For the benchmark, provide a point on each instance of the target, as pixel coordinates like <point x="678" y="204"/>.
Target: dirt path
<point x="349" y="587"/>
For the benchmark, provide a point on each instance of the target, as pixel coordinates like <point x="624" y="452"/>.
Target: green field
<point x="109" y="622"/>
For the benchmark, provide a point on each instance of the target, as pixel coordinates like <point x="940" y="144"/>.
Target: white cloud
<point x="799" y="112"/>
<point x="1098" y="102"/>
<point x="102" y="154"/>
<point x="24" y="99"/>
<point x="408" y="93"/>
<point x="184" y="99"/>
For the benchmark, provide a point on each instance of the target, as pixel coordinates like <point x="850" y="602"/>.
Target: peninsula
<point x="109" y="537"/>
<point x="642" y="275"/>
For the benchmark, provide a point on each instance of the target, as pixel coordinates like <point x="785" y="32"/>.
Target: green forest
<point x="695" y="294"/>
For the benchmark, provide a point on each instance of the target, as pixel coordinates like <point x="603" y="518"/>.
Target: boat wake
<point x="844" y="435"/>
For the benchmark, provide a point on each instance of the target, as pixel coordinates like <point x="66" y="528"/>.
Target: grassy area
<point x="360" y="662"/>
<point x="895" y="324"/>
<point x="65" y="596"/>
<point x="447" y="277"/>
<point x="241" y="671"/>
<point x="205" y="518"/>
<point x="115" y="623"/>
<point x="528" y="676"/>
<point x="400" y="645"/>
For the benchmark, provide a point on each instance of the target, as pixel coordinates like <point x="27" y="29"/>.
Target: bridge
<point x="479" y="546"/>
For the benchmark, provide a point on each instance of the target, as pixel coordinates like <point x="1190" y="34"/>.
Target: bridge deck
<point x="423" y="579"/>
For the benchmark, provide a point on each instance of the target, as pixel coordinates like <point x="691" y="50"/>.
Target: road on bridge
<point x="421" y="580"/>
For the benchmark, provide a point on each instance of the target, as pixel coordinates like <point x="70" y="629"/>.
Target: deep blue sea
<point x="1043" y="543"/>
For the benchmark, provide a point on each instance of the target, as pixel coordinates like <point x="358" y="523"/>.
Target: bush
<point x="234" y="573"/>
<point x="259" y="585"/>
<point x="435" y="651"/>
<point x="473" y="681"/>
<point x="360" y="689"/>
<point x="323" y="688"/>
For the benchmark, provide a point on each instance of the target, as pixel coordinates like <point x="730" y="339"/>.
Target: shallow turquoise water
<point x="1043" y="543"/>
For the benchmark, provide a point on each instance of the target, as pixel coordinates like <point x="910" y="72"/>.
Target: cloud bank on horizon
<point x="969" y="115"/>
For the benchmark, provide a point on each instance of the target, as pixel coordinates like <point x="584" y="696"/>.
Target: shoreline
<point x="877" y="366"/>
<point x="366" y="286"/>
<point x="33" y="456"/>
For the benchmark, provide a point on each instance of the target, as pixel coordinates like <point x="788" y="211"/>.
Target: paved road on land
────────────────────────────────────────
> SHORT PROBLEM
Please restate the records in full, word for word.

> EXERCISE ANSWER
For the benchmark, provide a point on each instance of the target, as pixel coordinates like <point x="678" y="204"/>.
Target: dirt path
<point x="349" y="587"/>
For the benchmark, provide a point on each instance of the target, as pixel coordinates like <point x="624" y="452"/>.
Target: green field
<point x="109" y="622"/>
For the benchmark, provide a point on each instance of the target, as pixel coordinates like <point x="940" y="144"/>.
Target: white cloud
<point x="799" y="112"/>
<point x="1098" y="102"/>
<point x="102" y="154"/>
<point x="24" y="99"/>
<point x="408" y="93"/>
<point x="184" y="99"/>
For the benchmark, provide a point on each instance of the target, as pixel coordinates like <point x="850" y="602"/>.
Target: peninsula
<point x="109" y="537"/>
<point x="642" y="275"/>
For the benchmark, provide a point on each instance of the target, as pixel coordinates like <point x="785" y="32"/>.
Target: green forest
<point x="695" y="294"/>
For the benchmark, provide a point on each instance of the target, as pixel coordinates like <point x="603" y="518"/>.
Target: boat wake
<point x="844" y="435"/>
For the benchmark, provide a point on each instance of the target, as pixel coordinates like <point x="66" y="528"/>.
Target: grassy area
<point x="360" y="662"/>
<point x="895" y="324"/>
<point x="65" y="596"/>
<point x="447" y="277"/>
<point x="241" y="671"/>
<point x="205" y="518"/>
<point x="115" y="623"/>
<point x="528" y="676"/>
<point x="400" y="645"/>
For the benchmark, provide a point on each instance of the target, as pixel coordinates like <point x="27" y="29"/>.
Target: bridge
<point x="479" y="546"/>
For the benchmark, provide a point on each instance of the target, as pixel coordinates like <point x="1190" y="34"/>.
Target: bridge deck
<point x="423" y="579"/>
For the benchmark, provide a point on each instance of the target, as pixel coordinates like <point x="691" y="50"/>.
Target: road on bridge
<point x="421" y="580"/>
For the benchmark, provide a point on each instance of the target, as pixel coordinates like <point x="70" y="629"/>.
Target: deep blue sea
<point x="1043" y="543"/>
For the benchmark, provide a point on each instance of the target, as pixel coordinates like <point x="358" y="523"/>.
Target: bush
<point x="234" y="573"/>
<point x="259" y="585"/>
<point x="435" y="651"/>
<point x="473" y="681"/>
<point x="360" y="689"/>
<point x="323" y="688"/>
For the benchmark, provide a point on each instance of the target, as pixel coordinates like <point x="730" y="339"/>.
Target: shallow turquoise water
<point x="1043" y="543"/>
For the benchmark, provide a point on each instance of the target, as pixel coordinates like <point x="910" y="72"/>.
Target: cloud bank on horizon
<point x="969" y="115"/>
For the benchmark, provide a point on each instance of the target, as pixel coordinates like <point x="584" y="696"/>.
Target: shoreline
<point x="877" y="366"/>
<point x="366" y="286"/>
<point x="33" y="456"/>
For the benchmark, provide a point on each instance of the target, as pixel coordinates like <point x="788" y="211"/>.
Target: paved road on land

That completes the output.